→ **Work required**:
Copy every line of the listing below word for word, leaving out the pictures.

→ **Supplied records**:
— BEGIN —

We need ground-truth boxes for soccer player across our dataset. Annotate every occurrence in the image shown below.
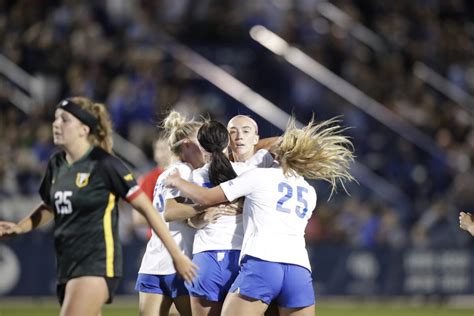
[0,97,196,316]
[166,120,353,316]
[188,119,273,316]
[459,212,474,236]
[136,111,212,315]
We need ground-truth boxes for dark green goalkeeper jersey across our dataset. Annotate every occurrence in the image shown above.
[40,147,140,284]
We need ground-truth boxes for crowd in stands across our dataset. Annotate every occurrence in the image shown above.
[0,0,474,252]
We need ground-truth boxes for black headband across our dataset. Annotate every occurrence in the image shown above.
[58,99,99,133]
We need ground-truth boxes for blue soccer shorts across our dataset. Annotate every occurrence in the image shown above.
[135,273,189,298]
[229,256,315,308]
[186,250,240,302]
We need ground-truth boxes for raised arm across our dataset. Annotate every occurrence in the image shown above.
[163,199,205,222]
[0,203,54,237]
[130,192,197,282]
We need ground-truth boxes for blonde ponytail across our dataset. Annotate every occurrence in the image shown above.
[274,119,354,193]
[161,111,202,155]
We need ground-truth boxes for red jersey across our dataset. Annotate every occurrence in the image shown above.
[138,167,163,239]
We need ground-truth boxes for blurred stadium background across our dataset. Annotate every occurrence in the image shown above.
[0,0,474,315]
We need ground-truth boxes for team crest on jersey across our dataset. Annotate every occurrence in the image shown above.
[76,172,91,188]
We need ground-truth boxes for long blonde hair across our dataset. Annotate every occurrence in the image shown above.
[272,118,354,194]
[69,97,113,153]
[162,111,202,156]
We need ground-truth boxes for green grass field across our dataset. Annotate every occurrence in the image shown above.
[0,301,474,316]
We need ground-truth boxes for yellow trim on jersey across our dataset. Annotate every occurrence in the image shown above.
[104,193,115,278]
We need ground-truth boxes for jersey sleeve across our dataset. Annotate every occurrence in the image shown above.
[162,163,192,200]
[220,169,258,202]
[39,160,53,205]
[99,156,142,201]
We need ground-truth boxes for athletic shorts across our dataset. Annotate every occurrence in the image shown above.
[135,273,189,298]
[186,250,240,302]
[56,277,120,306]
[229,256,315,308]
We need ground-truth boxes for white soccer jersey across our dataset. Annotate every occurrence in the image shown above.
[138,162,195,275]
[220,163,316,270]
[192,150,273,254]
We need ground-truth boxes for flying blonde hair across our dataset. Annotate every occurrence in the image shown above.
[69,97,113,153]
[272,118,354,195]
[162,111,202,155]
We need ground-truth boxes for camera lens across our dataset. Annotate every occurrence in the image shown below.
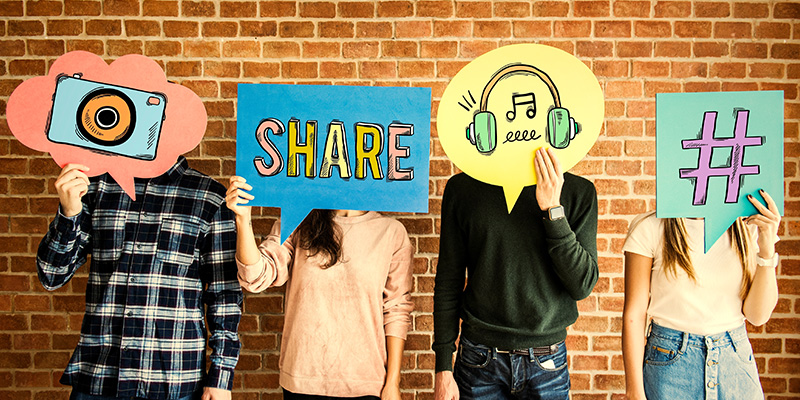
[94,107,119,129]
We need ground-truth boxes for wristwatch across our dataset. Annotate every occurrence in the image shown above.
[756,252,778,268]
[547,206,566,221]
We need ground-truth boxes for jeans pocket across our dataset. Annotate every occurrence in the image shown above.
[535,343,567,371]
[644,335,681,365]
[734,339,753,364]
[458,337,492,368]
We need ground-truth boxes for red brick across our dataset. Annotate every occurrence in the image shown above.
[0,40,25,57]
[378,1,414,18]
[219,1,253,18]
[278,21,314,37]
[770,43,800,60]
[533,1,569,17]
[655,1,692,18]
[318,21,355,38]
[633,21,672,37]
[181,0,217,17]
[338,1,375,18]
[772,2,800,19]
[512,21,552,38]
[260,1,297,17]
[64,0,102,16]
[47,19,83,36]
[694,2,731,18]
[342,41,379,58]
[456,1,492,18]
[395,21,432,38]
[381,40,418,58]
[692,42,729,57]
[733,2,769,18]
[222,40,261,58]
[494,1,531,18]
[433,21,472,37]
[754,22,792,39]
[142,0,178,17]
[144,40,181,57]
[164,21,200,37]
[553,21,592,38]
[714,22,753,39]
[575,40,616,57]
[573,0,611,18]
[242,61,281,78]
[281,61,318,78]
[0,1,25,17]
[675,21,711,38]
[473,21,511,38]
[8,20,44,36]
[86,19,122,36]
[300,1,336,18]
[655,41,692,58]
[359,61,397,78]
[166,61,202,76]
[617,42,653,58]
[356,21,392,38]
[125,20,161,36]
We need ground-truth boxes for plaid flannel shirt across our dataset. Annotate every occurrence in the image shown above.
[37,157,242,399]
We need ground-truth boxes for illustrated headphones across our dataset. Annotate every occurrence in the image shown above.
[467,64,580,155]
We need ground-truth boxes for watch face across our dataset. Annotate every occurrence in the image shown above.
[547,206,564,221]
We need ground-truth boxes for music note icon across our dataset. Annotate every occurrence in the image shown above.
[506,92,536,121]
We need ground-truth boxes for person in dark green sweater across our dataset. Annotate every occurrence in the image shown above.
[433,149,598,400]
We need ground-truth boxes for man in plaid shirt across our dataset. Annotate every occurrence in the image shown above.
[37,157,242,400]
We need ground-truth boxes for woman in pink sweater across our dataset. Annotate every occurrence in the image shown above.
[226,176,414,400]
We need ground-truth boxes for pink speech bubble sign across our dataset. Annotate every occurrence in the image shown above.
[6,51,207,200]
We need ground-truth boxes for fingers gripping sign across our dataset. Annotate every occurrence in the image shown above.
[55,164,89,217]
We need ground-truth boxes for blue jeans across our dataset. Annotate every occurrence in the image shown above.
[69,389,203,400]
[453,336,570,400]
[643,323,764,400]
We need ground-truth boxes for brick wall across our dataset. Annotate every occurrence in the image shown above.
[0,0,800,400]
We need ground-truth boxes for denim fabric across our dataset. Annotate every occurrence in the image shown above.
[69,389,202,400]
[453,336,570,400]
[643,323,764,400]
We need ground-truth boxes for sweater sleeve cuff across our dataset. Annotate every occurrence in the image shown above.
[205,364,233,390]
[435,350,453,372]
[544,218,574,239]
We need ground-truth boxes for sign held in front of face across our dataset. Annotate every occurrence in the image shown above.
[236,84,431,238]
[436,44,604,212]
[656,91,783,251]
[6,51,206,200]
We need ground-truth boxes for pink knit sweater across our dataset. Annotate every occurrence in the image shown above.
[237,212,414,397]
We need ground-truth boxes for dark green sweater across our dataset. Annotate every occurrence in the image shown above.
[433,173,598,372]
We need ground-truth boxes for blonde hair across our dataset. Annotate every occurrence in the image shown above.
[662,217,755,299]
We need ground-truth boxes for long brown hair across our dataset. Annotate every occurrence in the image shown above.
[662,217,755,299]
[295,210,342,269]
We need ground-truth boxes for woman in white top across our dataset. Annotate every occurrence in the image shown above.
[622,191,781,400]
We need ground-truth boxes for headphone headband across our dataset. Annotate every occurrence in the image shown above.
[480,64,561,111]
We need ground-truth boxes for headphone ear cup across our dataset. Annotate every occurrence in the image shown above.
[547,107,578,149]
[470,111,497,154]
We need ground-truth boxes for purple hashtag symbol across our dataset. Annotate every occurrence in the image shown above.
[680,110,764,205]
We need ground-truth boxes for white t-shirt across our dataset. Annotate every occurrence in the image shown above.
[622,214,744,335]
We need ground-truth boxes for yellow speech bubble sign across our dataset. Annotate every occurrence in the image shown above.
[436,44,605,213]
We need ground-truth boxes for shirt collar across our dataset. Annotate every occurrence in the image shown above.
[144,156,189,182]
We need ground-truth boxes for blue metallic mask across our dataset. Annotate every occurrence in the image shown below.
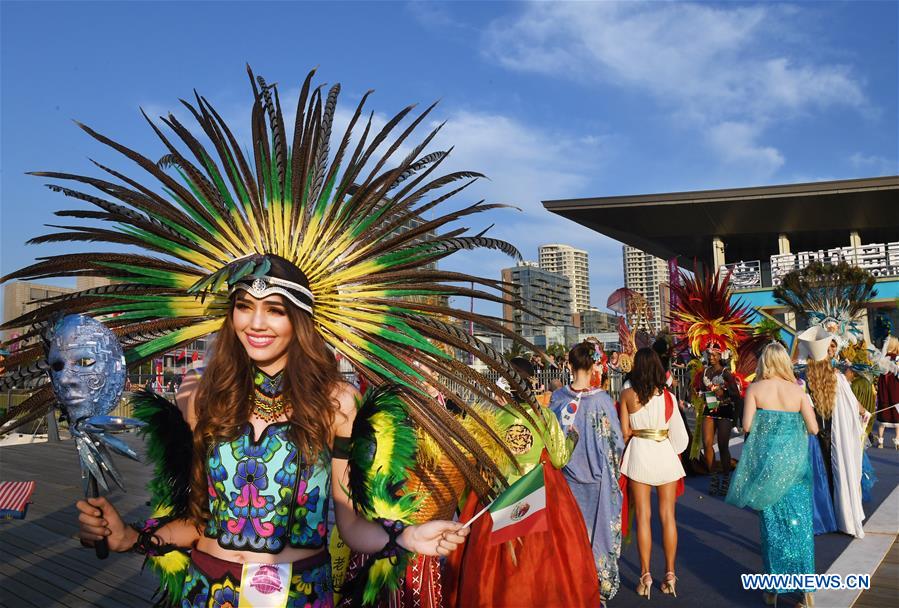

— END —

→ **Correct answer**:
We need ground-truth boxes for soccer player across our dataset. Annotate every occurrence in the image shown below.
[0,97,196,316]
[166,120,353,316]
[188,119,273,316]
[459,212,474,236]
[136,111,212,315]
We need ground-truth boxes for dark green goalkeeper jersey across our dataset. Annotate every occurrence in the image shown above.
[40,147,140,284]
We need ground-truth boxes for crowd in stands across our dataset. Annotate every occurrence in the image shown above.
[0,0,474,252]
We need ground-truth boxes for black headband across our dataset. Annotate every occurrence in the image shown above.
[58,99,99,133]
We need ground-truth boxes for blue soccer shorts across our dataset. Annotate every occurrence in the image shown above.
[135,273,189,298]
[229,256,315,308]
[186,250,240,302]
We need ground-truth boxes for raised arm across our dataset. Annotate every occurrence in the image shown above.
[163,199,205,222]
[0,203,54,237]
[130,192,197,282]
We need ground-truth boxes for blonde ponytail across our dataset. Annotate every occurrence in the image shown above.
[274,119,354,193]
[161,111,202,155]
We need ground-truth boxes for red jersey across our dataset. Annotate every occurrence in the image shown above.
[138,167,163,239]
We need ground-truth boxes for blurred stadium background across our dataset. Annotate every occurrence in the image shown above.
[0,0,474,315]
We need ground-truth boxes for team crest on jersey across our dataset. Annotate every occurrence in the image shown above.
[76,172,91,188]
We need ground-truth boxes for long blonde hair across our dataset. Annotate every occurrence in the image shown above.
[272,118,354,194]
[69,97,113,153]
[162,111,202,156]
We need ground-truth boxes for green grass field across our dataset. Annotate every occurrence in the image shown above.
[0,301,474,316]
We need ground-truth boxes for yellow trim on jersey across our dataset. Annotate every occurrence in the image shown above.
[104,193,115,278]
We need ground-truth boxes for jersey sleeve across our dataset. Annotate every occurrence in the image shown above.
[162,163,192,200]
[220,169,258,202]
[39,160,53,205]
[99,156,142,201]
We need ground-truth boxes for athletic shorts across our dataset. Annotate every occurrence in the image shown above.
[135,273,189,298]
[186,250,240,302]
[56,277,120,306]
[229,256,315,308]
We need ground-truth boxes for white soccer jersey across our dataset. Annotate every occurrence in the image shown above.
[138,162,195,275]
[220,163,316,270]
[192,150,273,254]
We need ground-truth boxes for flying blonde hair across our dataset. Annotate every occurrence in the image shown above.
[69,97,113,153]
[272,118,354,195]
[162,111,202,155]
We need ground-truth boxes for camera lens across our dataset. Annotate every occurrence in the image shown below.
[94,107,119,129]
We need ground-truth boxes for wristwatch across our dataset. Annotate every occurrence in the image shown above.
[756,252,778,268]
[547,206,566,221]
We need ground-truth boxes for jeans pocket across our dataset. Annotate every occurrence in the image shown above.
[535,343,567,371]
[644,335,681,365]
[734,339,753,364]
[458,337,492,368]
We need ground-truth boxes for red brick across our dataset. Annotate every occurrence in the image shown above.
[0,40,25,57]
[378,1,414,18]
[219,1,253,18]
[278,21,314,37]
[770,43,800,60]
[533,1,569,17]
[655,1,692,18]
[318,21,355,38]
[633,21,672,37]
[181,0,217,17]
[338,1,375,18]
[772,2,800,19]
[512,21,552,38]
[260,1,297,17]
[64,0,102,16]
[47,19,83,36]
[694,2,731,18]
[342,41,379,58]
[456,1,492,18]
[395,21,432,38]
[381,40,418,58]
[692,42,729,57]
[733,2,769,18]
[222,40,261,58]
[494,1,531,18]
[433,21,472,37]
[754,22,792,39]
[142,0,178,17]
[144,40,181,57]
[164,21,200,37]
[553,21,592,38]
[714,22,753,39]
[575,40,616,57]
[573,0,611,18]
[242,61,281,78]
[281,61,318,78]
[0,1,25,17]
[675,21,711,38]
[473,21,511,38]
[8,20,44,36]
[86,19,122,36]
[300,1,336,18]
[655,41,692,58]
[359,61,397,78]
[166,61,202,76]
[617,42,653,58]
[356,21,392,38]
[125,20,161,36]
We need ground-truth boxes for plaid flannel shirt across our dataset. Annotate every occurrence in the image shown above.
[37,157,242,399]
We need ground-truth boxes for illustrated headphones across our dataset. Annotate every occurrence in the image shown above.
[467,64,580,155]
We need ground-truth boxes for watch face across our dataset. Annotate every occurrence in the image shown above.
[547,206,564,221]
We need ground-truth boxes for music note icon across our dataset. Annotate every occurrence in the image shown above.
[506,92,536,121]
We need ground-truth boxes for person in dark green sweater across our dataset. Annotate every occurrence in the image shown above.
[433,149,598,400]
We need ground-truth boxes for man in plaid shirt across our dataset. Annotate every occurrence in the image shown above.
[37,157,242,400]
We need ground-truth boxes for woman in pink sweater across our dataset. Annotate every occurrence in the image shown above.
[226,176,414,400]
We need ground-truth boxes for pink speech bubble sign across our dataset. Annotate every occurrence in the image shown above.
[6,51,207,200]
We need ground-truth boxes for fingers gripping sign across our dataset. Annotate every occurrence in the image shown above.
[55,164,89,217]
We need ground-truth boxes for blue jeans across our dataset. Annotate every occurrence in the image shown above.
[69,389,203,400]
[453,336,570,400]
[643,323,764,400]
We need ground-truth boxes for brick wall across our dataset. Annotate every occurrence in the image shown above.
[0,0,800,400]
We need ground-truth boxes for denim fabric across our dataset. Annotate every occurrence in the image shown above.
[69,389,202,400]
[453,336,570,400]
[643,323,764,400]
We need ground-truth boxes for sweater sleeve cuff across our dataset. Annotate every occurrence in the image shown above.
[205,364,233,390]
[435,350,453,372]
[544,218,574,239]
We need ground-truth boxes for sign held in front of face across our dataset. Annotate every occurrence in the image shown above.
[236,84,431,238]
[436,44,604,212]
[656,91,783,251]
[6,51,206,200]
We need ground-truth boxes for pink knit sweater across our dataset. Annotate every occurrence in the image shown above.
[237,212,414,397]
We need ground-truth boxes for dark green sweater across our dataset. Annotate every occurrence in the image shown above.
[433,173,598,372]
We need ground-truth boxes for blonde hair across our dataset. Annotate every occurrence in the image shown above.
[662,217,755,299]
We need ground-truth boxes for long brown hair across our dataset. Annotate every occurrence in the image shown above.
[662,217,755,299]
[295,210,342,269]
We need ground-truth boxes for woman in white top across our dataset. Annotate every occurrence in the image shown above.
[622,191,781,400]
We need ground-truth boxes for headphone headband across our dataset. Annotate every occurrence in the image shown above.
[480,64,561,111]
We need ground-truth boxes for headphone ear cup across our dataset. Annotate every occurrence in the image shown above.
[547,107,578,149]
[470,111,497,154]
We need ground-truth boxes for purple hashtag symbol across our dataset. Annotate every occurrence in the image shown above.
[680,110,764,205]
We need ground-truth boxes for white t-shirt across our dataset. Annotate every occurrence in the image shown above.
[622,214,744,335]
We need ground-truth boxes for yellow speech bubble sign across our dataset. Annotate every occurrence in the image shown above.
[436,44,605,213]
We need ground-truth boxes for shirt collar across our dataset. Annotate every occurrence in the image shown above.
[144,156,189,182]
We need ground-truth boxes for blue metallic mask across our dataset. Annotate every occurrence in the image shown below.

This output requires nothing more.